* **Tasks to carry out**
1. In the forum text on steering box adjustment, what is the maximum combined total rolling torque the sector may be adjusted to past the "tight spot"?
2. Write a continuation of the forum text on steering box adjustment and death wobble, starting after its final sentence.

* **Extract**
____________

The FSM calls for setting the box up on the bench at 8 inch/lbs of rolling torque on the steering shaft with the sector backed off, and then adjust sector to not more than 18 inch/lbs combined total rolling torque past the "tight spot". I figure with the drag of the steering shaft, and power steering fluid, as long as I don't exceed these specs I'm not over tightening the box doing an "in car adjustment"
Also, make sure the steering box is centered on the "tight spot" when your wheels are going straight ahead. Had to re-position the steering wheel on it's splines to the center of the "tight spot" and adjust the drag link accordingly after a "Professional Shop" aligned a friends new lift and he had DW that it didn't have on the way to the "alignment".
 
dirt714 said:
uh uh don't do this....

Long arms are you friend. Drop brackets are your friend also.

Heed this advice and the death wobble monkey will be off your xj's back forever. Then you will be like me, and laugh at these threads. Did you notice my tag by the avatar?

Don't replace everything, but thats what you did? DW is not suspension geometry related, it's something giving off harmonics/vibration causing an unstable system.

____________

* **Records supplied**
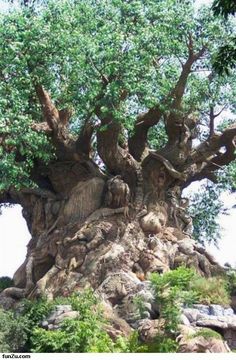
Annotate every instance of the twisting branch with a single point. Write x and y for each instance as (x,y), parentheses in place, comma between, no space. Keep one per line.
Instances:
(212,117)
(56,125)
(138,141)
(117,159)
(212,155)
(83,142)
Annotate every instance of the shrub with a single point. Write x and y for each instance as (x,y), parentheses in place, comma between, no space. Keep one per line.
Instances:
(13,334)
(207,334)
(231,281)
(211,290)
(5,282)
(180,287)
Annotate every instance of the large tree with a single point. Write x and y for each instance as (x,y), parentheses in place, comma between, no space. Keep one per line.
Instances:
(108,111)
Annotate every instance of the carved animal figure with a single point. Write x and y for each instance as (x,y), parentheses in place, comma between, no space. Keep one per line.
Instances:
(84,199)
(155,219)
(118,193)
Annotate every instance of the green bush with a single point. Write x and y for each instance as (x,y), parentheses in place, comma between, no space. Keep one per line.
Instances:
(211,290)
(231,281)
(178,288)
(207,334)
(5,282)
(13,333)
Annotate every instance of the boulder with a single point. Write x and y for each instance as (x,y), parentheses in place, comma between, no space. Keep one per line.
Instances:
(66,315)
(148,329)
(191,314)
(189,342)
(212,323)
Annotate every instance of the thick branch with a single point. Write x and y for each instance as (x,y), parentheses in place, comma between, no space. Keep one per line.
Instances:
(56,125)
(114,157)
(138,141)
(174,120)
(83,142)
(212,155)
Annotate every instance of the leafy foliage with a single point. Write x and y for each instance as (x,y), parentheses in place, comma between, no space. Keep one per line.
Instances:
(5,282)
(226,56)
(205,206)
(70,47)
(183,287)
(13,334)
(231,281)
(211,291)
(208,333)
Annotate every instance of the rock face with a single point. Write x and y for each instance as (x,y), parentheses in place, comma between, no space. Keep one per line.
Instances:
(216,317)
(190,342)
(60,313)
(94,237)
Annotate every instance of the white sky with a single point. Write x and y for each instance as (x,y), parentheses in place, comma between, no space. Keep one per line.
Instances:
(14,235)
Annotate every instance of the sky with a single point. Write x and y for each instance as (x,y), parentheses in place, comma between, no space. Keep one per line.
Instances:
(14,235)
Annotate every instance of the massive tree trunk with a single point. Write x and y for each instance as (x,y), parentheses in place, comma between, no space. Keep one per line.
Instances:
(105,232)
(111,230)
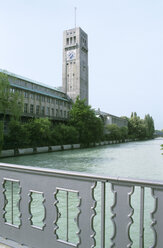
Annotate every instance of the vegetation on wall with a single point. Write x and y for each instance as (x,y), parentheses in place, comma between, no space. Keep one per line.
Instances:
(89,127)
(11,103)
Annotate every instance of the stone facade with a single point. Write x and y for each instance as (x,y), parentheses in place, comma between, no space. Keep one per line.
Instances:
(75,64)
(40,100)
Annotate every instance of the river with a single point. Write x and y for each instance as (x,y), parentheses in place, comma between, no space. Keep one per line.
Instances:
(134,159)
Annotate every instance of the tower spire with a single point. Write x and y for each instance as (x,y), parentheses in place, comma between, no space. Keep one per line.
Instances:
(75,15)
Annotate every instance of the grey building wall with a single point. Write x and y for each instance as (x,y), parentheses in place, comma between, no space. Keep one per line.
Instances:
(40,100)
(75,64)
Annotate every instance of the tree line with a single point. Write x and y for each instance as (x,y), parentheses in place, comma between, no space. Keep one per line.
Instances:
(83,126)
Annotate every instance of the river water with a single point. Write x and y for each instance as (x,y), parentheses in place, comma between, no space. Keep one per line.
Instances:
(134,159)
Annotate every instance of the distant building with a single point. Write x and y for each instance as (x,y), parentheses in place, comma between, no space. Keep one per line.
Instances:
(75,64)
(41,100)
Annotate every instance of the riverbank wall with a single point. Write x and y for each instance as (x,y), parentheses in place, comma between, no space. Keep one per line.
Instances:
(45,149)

____________

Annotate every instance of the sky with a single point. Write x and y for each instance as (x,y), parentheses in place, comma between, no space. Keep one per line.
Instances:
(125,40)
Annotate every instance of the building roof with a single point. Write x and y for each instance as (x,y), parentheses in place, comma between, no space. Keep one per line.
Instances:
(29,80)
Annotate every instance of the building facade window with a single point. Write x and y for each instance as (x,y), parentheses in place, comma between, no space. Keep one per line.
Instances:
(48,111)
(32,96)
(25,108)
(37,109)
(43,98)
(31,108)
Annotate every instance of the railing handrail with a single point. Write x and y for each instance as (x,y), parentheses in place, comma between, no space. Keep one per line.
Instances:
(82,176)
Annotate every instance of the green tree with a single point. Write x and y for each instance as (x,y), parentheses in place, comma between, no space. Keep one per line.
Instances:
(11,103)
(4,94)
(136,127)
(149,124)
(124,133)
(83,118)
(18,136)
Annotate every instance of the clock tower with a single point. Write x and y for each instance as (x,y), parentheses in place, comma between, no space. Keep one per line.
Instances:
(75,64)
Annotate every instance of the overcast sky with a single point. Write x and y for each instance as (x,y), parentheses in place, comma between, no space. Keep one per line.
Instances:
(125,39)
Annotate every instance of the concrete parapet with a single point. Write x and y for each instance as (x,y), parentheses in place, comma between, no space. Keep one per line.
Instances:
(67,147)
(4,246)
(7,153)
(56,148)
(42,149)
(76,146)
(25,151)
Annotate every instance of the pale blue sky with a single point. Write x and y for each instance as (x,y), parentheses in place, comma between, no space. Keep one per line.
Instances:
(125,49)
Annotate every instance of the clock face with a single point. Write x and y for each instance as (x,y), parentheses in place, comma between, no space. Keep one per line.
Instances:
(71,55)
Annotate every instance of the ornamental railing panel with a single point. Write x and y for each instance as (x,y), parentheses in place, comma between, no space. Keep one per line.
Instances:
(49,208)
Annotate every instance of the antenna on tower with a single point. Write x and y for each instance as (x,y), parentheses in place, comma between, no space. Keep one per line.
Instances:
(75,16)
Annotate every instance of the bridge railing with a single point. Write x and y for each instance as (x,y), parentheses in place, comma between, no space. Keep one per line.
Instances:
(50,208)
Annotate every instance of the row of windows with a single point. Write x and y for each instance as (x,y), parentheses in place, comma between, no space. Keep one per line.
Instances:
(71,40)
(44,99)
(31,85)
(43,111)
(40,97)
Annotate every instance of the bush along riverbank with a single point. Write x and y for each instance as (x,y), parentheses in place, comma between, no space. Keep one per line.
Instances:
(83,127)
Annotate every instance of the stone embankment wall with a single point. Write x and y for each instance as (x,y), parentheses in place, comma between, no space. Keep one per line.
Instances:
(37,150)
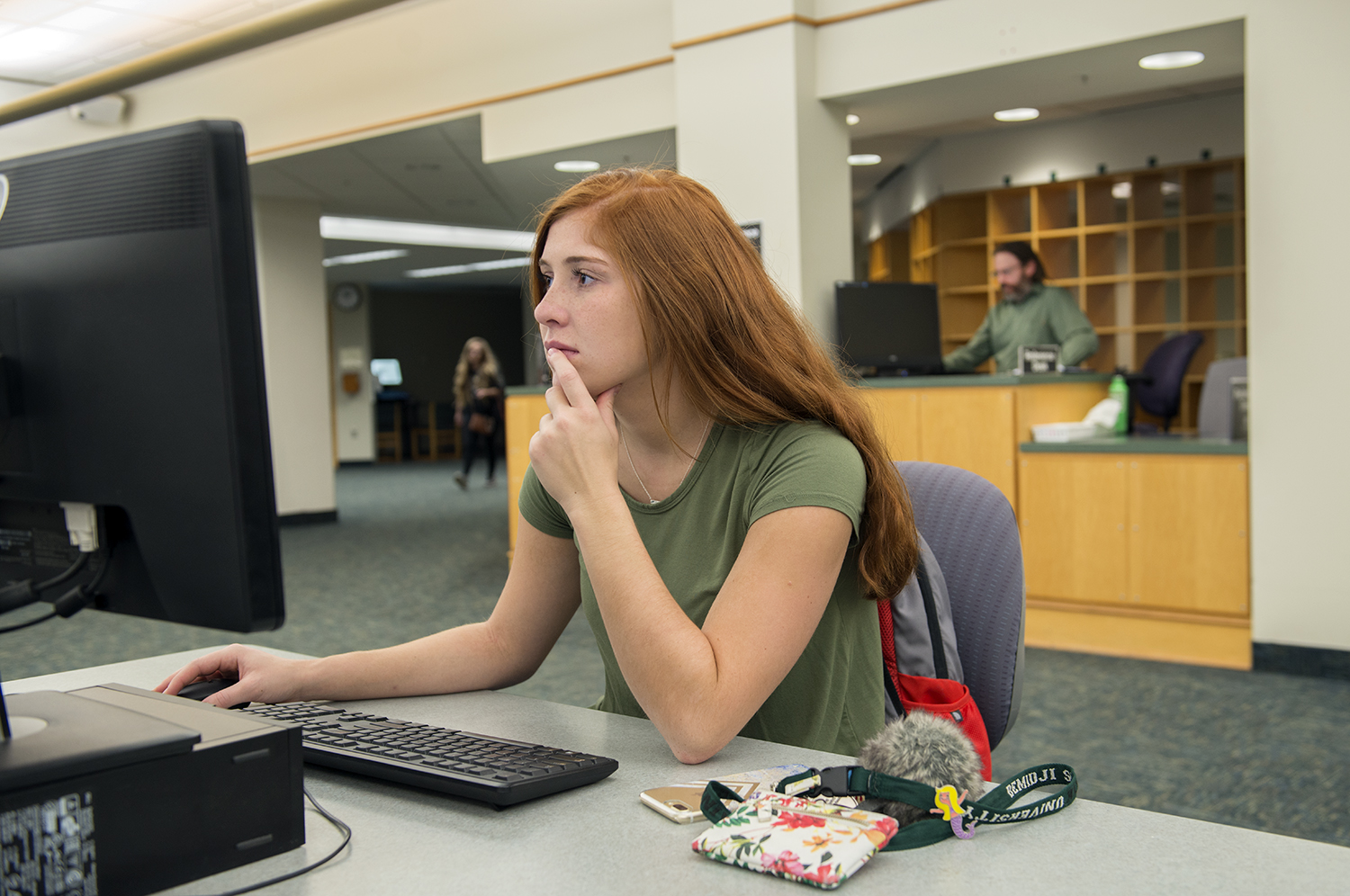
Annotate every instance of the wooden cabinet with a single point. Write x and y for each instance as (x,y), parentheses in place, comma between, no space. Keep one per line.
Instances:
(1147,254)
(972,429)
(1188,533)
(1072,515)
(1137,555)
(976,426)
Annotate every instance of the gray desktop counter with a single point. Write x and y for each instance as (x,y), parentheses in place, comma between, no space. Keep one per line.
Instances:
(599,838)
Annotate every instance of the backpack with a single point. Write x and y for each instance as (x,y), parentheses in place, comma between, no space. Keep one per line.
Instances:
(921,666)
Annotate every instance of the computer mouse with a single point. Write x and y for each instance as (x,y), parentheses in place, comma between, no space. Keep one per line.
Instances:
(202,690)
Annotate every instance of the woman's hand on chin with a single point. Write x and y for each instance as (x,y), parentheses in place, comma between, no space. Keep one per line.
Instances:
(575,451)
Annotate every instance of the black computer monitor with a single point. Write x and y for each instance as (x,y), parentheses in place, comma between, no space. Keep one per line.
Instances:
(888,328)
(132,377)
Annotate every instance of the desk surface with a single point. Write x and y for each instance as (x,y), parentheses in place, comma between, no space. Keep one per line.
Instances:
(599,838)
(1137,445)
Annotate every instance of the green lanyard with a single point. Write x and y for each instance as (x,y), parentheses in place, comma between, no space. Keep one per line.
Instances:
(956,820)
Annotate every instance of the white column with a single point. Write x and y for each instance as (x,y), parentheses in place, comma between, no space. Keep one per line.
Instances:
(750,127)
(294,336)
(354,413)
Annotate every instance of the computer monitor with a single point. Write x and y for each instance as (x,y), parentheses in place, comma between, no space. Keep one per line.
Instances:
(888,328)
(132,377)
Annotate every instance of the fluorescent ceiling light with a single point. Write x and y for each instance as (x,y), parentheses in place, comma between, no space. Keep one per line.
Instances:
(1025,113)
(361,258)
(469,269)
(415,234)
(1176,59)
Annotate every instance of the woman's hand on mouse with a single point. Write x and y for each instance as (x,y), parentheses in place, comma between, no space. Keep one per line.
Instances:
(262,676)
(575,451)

____________

* **Answers to each task**
1. Not more than 18 inch/lbs.

2.
 
MTR's don't require weights. :D

jasons_wheel.jpg


BTW, no more shakes. It just needed beer and smokes.
 
Damn Lincoln, you're fast! As he said, wobble appears to be gone. We checked the front axle to a fixed point on the rear of the unibody and also rear axle rather than measuring from Axle to control arm mount. Turns out the two sides of the Jeep are not the same length (surprise) and needed different amount of shimming. Then we popped out the rubber LCA mounts and threw in RE's new 3 piece design. Drives like a champ now. Tomorrow morning it gets the freeway test and Saturday it gets the 600 mile Moab test :clap: Picking up some ball joints for the road and also a used steering box, just in case!

:party:
 
I'm still trying to figure out why I was working on your shit so you could go to Moab.

Have fun.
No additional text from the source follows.